*Work instructions*:
Reproduce each of the rows below word for word, in the same order.

*Data section*:
════════════════════
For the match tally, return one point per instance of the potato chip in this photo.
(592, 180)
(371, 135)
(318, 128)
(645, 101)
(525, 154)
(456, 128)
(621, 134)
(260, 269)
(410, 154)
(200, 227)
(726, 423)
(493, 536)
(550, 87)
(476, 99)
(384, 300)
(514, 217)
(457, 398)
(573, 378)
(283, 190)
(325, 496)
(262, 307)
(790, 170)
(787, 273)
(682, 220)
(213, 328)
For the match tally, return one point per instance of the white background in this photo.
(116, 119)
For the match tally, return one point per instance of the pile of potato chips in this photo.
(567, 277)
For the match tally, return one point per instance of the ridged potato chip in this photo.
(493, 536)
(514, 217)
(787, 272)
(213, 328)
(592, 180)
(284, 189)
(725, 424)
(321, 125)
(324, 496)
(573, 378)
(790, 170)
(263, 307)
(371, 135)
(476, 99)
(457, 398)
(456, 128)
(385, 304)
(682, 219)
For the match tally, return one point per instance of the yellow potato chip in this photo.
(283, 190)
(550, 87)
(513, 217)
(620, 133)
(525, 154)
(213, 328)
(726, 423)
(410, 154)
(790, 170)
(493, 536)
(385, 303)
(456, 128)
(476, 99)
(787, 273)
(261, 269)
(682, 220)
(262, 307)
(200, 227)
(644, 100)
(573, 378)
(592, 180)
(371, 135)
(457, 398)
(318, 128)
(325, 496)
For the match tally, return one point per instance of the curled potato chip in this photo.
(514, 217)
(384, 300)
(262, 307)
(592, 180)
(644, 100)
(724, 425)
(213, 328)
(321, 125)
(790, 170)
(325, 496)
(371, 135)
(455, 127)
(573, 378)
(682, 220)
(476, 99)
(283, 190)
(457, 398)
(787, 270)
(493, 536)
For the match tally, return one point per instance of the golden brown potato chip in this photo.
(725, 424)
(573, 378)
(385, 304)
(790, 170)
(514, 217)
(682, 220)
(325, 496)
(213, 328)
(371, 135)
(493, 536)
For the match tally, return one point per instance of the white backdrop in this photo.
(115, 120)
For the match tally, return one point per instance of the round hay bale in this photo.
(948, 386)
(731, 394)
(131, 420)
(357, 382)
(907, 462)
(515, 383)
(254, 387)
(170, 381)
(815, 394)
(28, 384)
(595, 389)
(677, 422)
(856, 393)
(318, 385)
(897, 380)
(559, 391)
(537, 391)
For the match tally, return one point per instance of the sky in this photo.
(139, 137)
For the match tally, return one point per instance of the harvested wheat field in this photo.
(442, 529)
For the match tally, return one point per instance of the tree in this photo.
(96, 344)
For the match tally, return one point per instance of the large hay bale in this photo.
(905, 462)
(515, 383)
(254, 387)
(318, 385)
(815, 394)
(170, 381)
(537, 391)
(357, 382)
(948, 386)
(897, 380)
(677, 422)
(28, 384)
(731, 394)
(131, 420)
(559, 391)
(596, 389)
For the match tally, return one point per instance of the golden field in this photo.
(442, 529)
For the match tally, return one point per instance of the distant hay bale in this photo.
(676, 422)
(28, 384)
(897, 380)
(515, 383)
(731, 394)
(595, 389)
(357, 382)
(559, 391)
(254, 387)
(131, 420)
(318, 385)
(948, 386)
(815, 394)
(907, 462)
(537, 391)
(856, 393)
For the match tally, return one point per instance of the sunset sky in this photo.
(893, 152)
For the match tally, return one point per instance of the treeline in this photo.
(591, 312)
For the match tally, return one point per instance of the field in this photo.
════════════════════
*Result below*:
For the match tally, return one point per instance of the potato chip in this photo.
(592, 180)
(371, 135)
(318, 128)
(645, 101)
(525, 154)
(456, 128)
(621, 134)
(260, 269)
(410, 154)
(200, 227)
(726, 423)
(493, 536)
(550, 87)
(476, 99)
(384, 300)
(514, 217)
(457, 398)
(573, 378)
(283, 190)
(325, 496)
(262, 307)
(790, 170)
(787, 273)
(682, 220)
(213, 328)
For the match tally, return one point per instance of the white background in this photo.
(116, 119)
For the match tally, return one point per instance of the pile of potato chips in this photo.
(567, 277)
For the match tally, return one point per instance of the ridged potato chip in this photo.
(493, 536)
(514, 217)
(787, 272)
(213, 328)
(592, 180)
(284, 189)
(725, 424)
(321, 125)
(324, 496)
(573, 378)
(790, 170)
(263, 307)
(371, 135)
(476, 99)
(457, 398)
(456, 128)
(385, 304)
(682, 219)
For the match tally, return one point per instance of the yellow potato chip in this photo.
(283, 190)
(550, 87)
(513, 217)
(620, 133)
(525, 154)
(213, 328)
(726, 423)
(410, 154)
(790, 170)
(493, 536)
(385, 303)
(456, 128)
(476, 99)
(787, 273)
(261, 269)
(682, 220)
(262, 307)
(200, 227)
(644, 100)
(573, 378)
(592, 180)
(371, 135)
(457, 398)
(318, 128)
(325, 496)
For the match tally, return one point per instance of the curled potato chip in this photo.
(514, 217)
(384, 300)
(262, 307)
(592, 180)
(644, 100)
(724, 425)
(213, 328)
(321, 125)
(790, 170)
(325, 496)
(371, 135)
(455, 127)
(573, 378)
(682, 220)
(476, 99)
(283, 190)
(457, 398)
(787, 270)
(493, 536)
For the match tally, return one point per instance of the golden brown potato chip in this photo.
(725, 424)
(573, 378)
(385, 304)
(790, 170)
(514, 217)
(682, 220)
(325, 496)
(213, 328)
(371, 135)
(493, 536)
For the match tally, return one point per instance of the white backdrop in this photo.
(115, 120)
For the match tally, return one point per instance of the round hay bale in this photo.
(948, 386)
(731, 394)
(131, 420)
(357, 382)
(907, 462)
(515, 383)
(254, 387)
(170, 381)
(815, 394)
(28, 384)
(595, 389)
(677, 422)
(856, 393)
(318, 385)
(897, 380)
(559, 391)
(537, 391)
For the match tally, return one point per instance of the sky in this photo.
(139, 137)
For the match tally, return one point per instance of the harvested wheat field in this photo.
(442, 529)
For the match tally, return one point per instance of the tree in this photo.
(96, 344)
For the match tally, return one point per instance of the large hay bale in this photo.
(905, 462)
(515, 383)
(254, 387)
(318, 385)
(815, 394)
(170, 381)
(537, 391)
(357, 382)
(948, 386)
(897, 380)
(677, 422)
(28, 384)
(731, 394)
(131, 420)
(559, 391)
(596, 389)
For the match tally, return one point per instance of the golden field in this photo.
(442, 529)
For the match tally, return one point per instance of the distant hay bale in this photo.
(676, 422)
(28, 384)
(897, 380)
(515, 383)
(731, 394)
(595, 389)
(357, 382)
(559, 391)
(254, 387)
(131, 420)
(318, 385)
(948, 386)
(815, 394)
(907, 462)
(537, 391)
(856, 393)
For the match tally, return one point per instance of the sunset sky in this photo.
(893, 152)
For the match tally, return one point per instance of the treeline in this photo.
(591, 312)
For the match tally, return one point per instance of the field in this photo.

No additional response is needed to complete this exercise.